#### Work instructions
Beneath this task are records; count how many lines include the string "mirror" and answer with that number alone.
===============
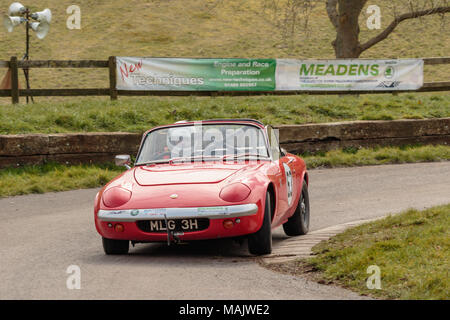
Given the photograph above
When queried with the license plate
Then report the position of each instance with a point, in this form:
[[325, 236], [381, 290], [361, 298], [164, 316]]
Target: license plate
[[174, 225]]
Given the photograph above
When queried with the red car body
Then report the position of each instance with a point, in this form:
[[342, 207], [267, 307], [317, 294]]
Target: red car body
[[171, 190]]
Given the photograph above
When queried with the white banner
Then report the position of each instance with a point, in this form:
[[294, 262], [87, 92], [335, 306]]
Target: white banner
[[348, 75]]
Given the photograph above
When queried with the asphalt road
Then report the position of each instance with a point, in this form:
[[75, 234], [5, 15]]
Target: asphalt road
[[42, 235]]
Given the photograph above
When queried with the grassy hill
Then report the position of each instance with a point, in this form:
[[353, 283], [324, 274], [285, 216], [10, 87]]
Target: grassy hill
[[200, 28]]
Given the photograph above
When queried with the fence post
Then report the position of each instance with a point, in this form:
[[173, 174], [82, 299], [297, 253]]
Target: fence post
[[13, 66], [112, 78]]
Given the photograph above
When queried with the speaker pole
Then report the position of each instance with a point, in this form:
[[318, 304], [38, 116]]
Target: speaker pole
[[27, 54]]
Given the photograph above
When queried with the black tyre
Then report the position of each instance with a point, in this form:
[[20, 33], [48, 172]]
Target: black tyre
[[111, 246], [260, 242], [298, 224]]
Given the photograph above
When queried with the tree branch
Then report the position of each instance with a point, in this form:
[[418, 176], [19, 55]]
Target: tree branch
[[410, 15], [332, 12]]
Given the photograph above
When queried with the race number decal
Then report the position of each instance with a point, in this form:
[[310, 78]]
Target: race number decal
[[288, 173]]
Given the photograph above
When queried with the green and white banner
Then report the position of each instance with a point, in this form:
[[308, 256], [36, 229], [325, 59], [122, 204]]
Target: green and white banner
[[348, 75], [180, 74], [195, 74]]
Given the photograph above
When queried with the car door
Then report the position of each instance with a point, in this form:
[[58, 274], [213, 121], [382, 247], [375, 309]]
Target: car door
[[286, 187]]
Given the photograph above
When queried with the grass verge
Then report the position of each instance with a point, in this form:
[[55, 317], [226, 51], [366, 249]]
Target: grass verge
[[140, 114], [412, 250], [57, 177], [374, 156], [54, 177]]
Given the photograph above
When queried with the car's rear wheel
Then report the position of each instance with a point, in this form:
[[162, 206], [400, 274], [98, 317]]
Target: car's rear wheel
[[111, 246], [260, 242], [298, 224]]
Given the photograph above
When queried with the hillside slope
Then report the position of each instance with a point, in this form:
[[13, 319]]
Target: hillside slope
[[199, 28]]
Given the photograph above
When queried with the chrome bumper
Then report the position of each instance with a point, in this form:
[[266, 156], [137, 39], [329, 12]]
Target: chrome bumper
[[222, 212]]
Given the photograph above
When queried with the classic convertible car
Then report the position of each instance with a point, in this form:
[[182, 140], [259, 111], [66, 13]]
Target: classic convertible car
[[205, 180]]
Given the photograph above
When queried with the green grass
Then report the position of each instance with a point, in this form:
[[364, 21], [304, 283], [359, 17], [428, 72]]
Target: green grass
[[375, 156], [54, 177], [140, 114], [57, 177], [411, 249], [197, 28]]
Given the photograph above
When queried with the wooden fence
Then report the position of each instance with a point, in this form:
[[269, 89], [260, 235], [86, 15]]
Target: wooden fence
[[14, 65]]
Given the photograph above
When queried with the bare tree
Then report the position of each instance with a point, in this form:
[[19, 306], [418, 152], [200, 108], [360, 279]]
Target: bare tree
[[344, 15]]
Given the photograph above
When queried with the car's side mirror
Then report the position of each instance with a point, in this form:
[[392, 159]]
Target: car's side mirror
===============
#### Answer to this task
2